#### Written instruction
Reproduce every one of the entries, substituting "Object" for each occurrence of "Target" and keeping everything else identical. Leave the pictures out of your reply.
─── The input
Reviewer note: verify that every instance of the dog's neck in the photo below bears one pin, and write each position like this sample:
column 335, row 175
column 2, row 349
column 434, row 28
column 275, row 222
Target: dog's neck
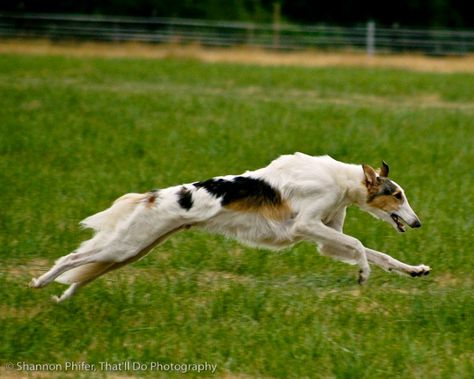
column 354, row 184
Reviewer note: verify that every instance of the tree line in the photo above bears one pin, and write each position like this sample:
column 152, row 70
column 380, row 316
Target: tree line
column 413, row 13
──────
#### Solution
Reviewer note: verify that every instance of the dog's neck in the photo below bears one pin, and write each position like this sample:
column 335, row 175
column 2, row 349
column 434, row 28
column 275, row 222
Object: dog's neck
column 354, row 184
Reviewer note: verify that every instance of the tree line in the photo above bears one pin, and write each position like this sample:
column 152, row 70
column 380, row 316
Object: tree line
column 413, row 13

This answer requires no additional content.